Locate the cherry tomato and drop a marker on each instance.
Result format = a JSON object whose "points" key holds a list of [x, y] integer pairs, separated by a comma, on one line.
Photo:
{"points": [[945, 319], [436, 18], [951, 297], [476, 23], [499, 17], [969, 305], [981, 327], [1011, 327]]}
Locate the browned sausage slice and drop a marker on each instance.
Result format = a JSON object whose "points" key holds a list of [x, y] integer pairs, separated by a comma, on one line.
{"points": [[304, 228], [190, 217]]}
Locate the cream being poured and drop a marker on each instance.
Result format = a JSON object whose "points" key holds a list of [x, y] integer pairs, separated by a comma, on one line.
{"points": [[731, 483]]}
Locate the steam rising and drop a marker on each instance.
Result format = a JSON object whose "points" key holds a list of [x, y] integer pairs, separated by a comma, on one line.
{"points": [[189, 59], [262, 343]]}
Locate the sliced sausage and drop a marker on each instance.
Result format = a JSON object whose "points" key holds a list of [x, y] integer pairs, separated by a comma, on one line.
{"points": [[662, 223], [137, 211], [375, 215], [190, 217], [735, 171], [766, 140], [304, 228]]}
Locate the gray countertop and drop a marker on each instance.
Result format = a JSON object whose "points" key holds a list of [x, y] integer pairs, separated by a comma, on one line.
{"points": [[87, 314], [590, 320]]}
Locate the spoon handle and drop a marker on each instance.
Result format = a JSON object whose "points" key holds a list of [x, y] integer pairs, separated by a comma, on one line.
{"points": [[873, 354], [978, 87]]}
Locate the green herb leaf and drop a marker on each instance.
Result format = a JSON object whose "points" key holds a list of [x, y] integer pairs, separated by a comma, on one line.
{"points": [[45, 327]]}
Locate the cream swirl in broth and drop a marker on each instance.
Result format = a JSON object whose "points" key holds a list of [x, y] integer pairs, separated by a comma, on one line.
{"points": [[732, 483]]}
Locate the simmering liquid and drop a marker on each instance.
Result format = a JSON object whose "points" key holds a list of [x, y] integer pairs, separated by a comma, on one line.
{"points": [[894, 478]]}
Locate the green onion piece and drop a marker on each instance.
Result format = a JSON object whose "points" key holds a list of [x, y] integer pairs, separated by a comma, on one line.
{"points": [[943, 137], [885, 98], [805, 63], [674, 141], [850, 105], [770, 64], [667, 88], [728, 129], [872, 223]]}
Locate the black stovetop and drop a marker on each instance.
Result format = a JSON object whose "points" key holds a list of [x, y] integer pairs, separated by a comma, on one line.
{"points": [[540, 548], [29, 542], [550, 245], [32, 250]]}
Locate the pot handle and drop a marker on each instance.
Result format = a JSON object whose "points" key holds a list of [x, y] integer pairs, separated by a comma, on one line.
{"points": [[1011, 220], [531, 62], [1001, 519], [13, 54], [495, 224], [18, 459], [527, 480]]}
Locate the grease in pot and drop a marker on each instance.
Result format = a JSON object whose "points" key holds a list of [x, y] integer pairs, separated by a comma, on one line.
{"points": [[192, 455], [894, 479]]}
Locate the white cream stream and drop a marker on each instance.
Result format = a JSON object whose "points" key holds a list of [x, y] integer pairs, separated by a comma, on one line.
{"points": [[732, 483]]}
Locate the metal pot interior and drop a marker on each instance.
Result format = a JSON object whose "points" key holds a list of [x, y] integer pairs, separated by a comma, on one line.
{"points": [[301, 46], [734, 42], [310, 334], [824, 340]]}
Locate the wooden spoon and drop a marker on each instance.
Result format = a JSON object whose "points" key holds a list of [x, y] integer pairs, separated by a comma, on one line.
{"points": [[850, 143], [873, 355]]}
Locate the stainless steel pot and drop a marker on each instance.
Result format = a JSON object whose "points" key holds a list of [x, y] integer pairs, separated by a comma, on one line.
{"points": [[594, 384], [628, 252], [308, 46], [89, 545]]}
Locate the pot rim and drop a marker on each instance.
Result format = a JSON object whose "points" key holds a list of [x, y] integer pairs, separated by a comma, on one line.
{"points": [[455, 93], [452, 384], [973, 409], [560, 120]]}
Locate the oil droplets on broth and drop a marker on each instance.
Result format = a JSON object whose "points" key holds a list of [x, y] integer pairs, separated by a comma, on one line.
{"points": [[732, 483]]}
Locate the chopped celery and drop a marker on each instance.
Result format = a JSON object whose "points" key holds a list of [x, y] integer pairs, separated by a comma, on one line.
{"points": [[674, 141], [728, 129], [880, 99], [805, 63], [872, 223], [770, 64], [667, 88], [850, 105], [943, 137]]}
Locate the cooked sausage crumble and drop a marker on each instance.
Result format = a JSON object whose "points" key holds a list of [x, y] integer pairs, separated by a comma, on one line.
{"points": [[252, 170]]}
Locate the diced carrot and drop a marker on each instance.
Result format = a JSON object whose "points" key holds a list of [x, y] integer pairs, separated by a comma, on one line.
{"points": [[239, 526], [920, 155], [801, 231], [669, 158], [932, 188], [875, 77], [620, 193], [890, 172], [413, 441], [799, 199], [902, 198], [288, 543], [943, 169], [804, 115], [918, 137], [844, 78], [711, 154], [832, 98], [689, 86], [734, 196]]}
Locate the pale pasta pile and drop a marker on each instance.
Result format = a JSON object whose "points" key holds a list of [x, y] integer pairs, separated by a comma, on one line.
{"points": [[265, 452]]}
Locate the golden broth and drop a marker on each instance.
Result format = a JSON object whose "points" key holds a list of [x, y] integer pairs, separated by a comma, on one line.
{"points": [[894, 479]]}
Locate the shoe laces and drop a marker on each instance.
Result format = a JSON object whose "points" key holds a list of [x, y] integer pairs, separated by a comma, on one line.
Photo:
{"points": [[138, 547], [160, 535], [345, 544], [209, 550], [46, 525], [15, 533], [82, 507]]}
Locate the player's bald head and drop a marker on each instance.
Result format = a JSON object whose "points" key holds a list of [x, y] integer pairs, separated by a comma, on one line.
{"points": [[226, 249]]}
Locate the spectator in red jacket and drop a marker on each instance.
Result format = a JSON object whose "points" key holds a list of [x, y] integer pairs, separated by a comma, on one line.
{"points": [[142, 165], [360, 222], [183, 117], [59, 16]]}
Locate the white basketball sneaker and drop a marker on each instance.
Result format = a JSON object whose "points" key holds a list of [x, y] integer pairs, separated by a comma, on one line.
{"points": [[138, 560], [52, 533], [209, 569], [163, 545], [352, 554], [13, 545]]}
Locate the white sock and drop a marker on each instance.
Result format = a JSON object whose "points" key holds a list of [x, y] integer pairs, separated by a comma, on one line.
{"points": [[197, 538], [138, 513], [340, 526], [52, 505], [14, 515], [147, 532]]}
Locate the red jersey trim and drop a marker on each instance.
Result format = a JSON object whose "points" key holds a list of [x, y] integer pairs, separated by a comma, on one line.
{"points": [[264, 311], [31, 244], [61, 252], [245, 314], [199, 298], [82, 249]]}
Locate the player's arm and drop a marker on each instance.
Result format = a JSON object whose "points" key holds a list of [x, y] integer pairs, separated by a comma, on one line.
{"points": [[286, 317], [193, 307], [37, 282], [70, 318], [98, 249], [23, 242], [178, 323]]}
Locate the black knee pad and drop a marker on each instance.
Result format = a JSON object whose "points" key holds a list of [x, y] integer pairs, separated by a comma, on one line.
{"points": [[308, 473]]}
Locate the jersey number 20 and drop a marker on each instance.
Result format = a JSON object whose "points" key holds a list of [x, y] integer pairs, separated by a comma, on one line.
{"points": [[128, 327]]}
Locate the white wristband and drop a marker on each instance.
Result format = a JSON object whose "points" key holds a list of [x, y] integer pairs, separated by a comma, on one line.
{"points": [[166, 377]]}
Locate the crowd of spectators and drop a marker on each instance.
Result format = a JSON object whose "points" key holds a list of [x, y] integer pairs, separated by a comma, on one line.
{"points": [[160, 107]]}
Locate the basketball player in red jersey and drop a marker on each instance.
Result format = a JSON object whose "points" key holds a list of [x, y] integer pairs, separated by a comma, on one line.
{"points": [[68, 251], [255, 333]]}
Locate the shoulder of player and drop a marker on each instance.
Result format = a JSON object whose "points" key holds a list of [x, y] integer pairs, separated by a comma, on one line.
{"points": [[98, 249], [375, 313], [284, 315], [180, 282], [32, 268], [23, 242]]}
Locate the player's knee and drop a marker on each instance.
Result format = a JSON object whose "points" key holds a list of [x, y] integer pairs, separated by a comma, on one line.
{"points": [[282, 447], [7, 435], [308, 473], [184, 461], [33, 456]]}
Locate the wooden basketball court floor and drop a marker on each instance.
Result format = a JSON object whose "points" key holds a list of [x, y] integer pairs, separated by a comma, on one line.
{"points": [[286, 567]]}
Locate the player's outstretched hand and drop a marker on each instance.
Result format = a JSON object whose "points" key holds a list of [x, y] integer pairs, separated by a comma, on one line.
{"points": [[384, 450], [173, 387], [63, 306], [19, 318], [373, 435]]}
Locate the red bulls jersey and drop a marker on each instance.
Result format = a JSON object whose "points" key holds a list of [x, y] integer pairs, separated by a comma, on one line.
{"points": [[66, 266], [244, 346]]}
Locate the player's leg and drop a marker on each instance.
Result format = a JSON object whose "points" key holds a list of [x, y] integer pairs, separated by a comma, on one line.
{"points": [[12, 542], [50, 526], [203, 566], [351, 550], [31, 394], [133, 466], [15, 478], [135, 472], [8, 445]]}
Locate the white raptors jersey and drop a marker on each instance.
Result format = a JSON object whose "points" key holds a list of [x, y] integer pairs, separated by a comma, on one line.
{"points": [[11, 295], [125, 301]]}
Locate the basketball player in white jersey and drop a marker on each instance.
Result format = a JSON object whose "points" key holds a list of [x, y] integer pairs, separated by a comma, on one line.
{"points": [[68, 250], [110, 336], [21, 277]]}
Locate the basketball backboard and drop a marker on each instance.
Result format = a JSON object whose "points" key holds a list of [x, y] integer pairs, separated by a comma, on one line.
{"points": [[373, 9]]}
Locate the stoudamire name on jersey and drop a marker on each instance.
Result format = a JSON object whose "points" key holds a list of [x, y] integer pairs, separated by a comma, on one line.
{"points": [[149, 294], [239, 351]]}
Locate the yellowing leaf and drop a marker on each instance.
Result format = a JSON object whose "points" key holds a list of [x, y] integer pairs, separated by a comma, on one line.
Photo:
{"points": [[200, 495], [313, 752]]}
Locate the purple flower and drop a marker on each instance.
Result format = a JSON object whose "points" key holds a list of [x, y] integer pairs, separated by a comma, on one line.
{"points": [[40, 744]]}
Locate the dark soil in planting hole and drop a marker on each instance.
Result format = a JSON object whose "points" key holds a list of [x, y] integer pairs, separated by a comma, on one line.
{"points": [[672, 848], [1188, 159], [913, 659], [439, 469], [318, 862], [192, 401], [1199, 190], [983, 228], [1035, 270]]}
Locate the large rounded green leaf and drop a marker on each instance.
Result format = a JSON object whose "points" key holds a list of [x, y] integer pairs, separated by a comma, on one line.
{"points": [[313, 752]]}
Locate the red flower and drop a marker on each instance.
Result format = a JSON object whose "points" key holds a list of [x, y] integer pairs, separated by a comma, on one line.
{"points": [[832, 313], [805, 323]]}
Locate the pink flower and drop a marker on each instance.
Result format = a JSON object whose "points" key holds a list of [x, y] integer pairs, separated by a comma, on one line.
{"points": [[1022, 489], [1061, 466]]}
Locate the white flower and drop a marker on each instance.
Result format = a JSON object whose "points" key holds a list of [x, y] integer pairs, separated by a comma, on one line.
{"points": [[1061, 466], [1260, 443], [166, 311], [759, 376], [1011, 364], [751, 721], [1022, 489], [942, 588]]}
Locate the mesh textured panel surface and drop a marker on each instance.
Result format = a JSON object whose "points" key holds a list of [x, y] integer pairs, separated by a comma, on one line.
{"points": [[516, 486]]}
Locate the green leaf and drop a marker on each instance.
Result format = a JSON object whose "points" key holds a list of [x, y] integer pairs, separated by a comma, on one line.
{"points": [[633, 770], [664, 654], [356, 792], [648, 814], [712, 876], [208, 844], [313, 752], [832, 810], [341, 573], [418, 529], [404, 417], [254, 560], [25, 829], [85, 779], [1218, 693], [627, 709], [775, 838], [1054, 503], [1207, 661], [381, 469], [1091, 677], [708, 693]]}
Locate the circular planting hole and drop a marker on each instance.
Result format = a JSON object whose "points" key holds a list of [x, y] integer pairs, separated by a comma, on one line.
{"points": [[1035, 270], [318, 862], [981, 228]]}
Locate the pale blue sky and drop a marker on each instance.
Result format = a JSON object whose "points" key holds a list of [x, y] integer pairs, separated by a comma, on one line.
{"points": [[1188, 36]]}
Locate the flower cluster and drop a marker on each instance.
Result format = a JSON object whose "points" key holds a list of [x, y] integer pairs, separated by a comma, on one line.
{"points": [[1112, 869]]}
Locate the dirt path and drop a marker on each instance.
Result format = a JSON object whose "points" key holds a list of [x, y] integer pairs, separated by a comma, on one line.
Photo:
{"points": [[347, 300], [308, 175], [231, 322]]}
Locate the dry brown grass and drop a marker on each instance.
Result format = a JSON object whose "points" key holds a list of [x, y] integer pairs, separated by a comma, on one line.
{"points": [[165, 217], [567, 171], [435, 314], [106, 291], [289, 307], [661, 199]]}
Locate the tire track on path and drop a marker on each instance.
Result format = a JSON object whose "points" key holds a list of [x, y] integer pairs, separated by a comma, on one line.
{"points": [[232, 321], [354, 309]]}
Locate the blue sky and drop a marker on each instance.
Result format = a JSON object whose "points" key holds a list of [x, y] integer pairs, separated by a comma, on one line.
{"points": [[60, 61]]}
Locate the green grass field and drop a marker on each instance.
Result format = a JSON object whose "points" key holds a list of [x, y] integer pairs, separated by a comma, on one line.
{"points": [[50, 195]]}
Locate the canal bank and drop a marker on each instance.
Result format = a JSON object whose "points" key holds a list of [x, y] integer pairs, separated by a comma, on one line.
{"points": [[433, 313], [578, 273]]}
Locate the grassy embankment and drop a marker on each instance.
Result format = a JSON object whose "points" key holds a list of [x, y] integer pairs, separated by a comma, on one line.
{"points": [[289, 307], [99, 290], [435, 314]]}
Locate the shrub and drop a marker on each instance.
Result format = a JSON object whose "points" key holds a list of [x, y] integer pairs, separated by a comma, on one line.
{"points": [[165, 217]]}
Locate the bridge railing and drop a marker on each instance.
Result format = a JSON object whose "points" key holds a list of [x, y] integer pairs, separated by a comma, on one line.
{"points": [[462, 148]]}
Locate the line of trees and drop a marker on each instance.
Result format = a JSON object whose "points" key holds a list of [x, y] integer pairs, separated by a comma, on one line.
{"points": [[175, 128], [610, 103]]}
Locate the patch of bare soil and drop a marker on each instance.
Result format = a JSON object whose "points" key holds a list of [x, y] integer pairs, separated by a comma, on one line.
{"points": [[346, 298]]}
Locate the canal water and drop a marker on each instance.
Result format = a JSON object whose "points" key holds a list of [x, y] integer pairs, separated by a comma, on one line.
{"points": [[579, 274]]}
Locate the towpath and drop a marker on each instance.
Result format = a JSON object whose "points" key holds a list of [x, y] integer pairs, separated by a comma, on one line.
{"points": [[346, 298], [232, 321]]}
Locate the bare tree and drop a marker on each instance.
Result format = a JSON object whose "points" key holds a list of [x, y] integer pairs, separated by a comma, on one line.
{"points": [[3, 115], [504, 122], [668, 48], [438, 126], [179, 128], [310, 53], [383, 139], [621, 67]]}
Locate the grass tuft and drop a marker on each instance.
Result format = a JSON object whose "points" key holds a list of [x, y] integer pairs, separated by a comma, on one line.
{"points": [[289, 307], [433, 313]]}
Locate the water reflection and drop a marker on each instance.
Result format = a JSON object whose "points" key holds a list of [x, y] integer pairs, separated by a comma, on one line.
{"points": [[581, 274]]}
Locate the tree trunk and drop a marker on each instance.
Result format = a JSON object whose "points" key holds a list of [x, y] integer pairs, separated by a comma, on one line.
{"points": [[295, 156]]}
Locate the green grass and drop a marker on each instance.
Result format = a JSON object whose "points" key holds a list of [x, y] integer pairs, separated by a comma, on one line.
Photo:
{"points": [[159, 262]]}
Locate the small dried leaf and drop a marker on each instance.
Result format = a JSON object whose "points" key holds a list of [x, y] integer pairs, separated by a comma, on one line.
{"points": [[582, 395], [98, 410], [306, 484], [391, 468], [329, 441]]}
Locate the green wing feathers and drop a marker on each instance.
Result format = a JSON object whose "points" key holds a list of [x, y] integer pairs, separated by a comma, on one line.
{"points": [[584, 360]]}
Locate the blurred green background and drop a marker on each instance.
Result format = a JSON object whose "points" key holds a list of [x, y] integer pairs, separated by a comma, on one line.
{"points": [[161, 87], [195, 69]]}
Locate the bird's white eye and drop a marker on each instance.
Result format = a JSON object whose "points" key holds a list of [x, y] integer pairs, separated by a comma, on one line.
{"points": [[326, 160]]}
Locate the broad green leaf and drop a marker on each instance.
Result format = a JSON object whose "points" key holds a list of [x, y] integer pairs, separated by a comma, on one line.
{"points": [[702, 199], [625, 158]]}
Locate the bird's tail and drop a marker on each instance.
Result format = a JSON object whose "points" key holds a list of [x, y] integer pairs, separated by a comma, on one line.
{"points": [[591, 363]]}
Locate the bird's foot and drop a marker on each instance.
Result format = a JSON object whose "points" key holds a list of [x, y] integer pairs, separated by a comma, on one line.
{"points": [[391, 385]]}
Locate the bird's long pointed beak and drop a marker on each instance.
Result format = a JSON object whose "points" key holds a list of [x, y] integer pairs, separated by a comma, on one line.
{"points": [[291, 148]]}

++++++++

Task objective - Quote only the lines from the one containing "Locate the small" through the final line of the records, with both ends included.

Solution to the problem -
Locate the small dried leaf and drop a marker on each instance.
Result format = a JSON object whose "points" key holds a list of [x, y] integer pairs, separated by a comma, on one line.
{"points": [[582, 395], [98, 410], [306, 484], [391, 468], [329, 441]]}
Locate the green wing feathers and drop a marker on each instance.
Result format = a JSON object whose "points" key holds a list of [x, y] integer pairs, separated by a comma, on one line.
{"points": [[584, 360]]}
Locate the blurred green background and drop a marker on each instance.
Result format = a JSON object whose "points" key holds a list of [x, y] integer pairs, separated by a comma, on one line.
{"points": [[161, 87], [195, 69]]}
Locate the bird's white eye and drop a marker on each instance.
Result format = a JSON object whose "points" key holds a list of [x, y] integer pairs, separated by a comma, on one line.
{"points": [[326, 160]]}
Locate the broad green leaf and drop a marker on each instance.
Result format = a JSON object whose "points" key holds a list of [x, y] integer pairs, separated by a comma, on one line.
{"points": [[702, 199], [625, 158]]}
Locate the bird's tail and drop a marker on each instance.
Result format = a JSON object whose "points" key holds a list of [x, y] integer pairs, separated by a comma, on one line.
{"points": [[591, 363]]}
Locate the bird's foot and drop a marker on each instance.
Result format = a JSON object whose "points" key holds a list of [x, y] integer pairs, separated by a comma, on one line.
{"points": [[391, 385]]}
Locate the bird's long pointed beak and drop a marker on each instance.
Result format = a JSON object whose "points" key holds a list of [x, y] integer pairs, separated by a comma, on one line.
{"points": [[291, 148]]}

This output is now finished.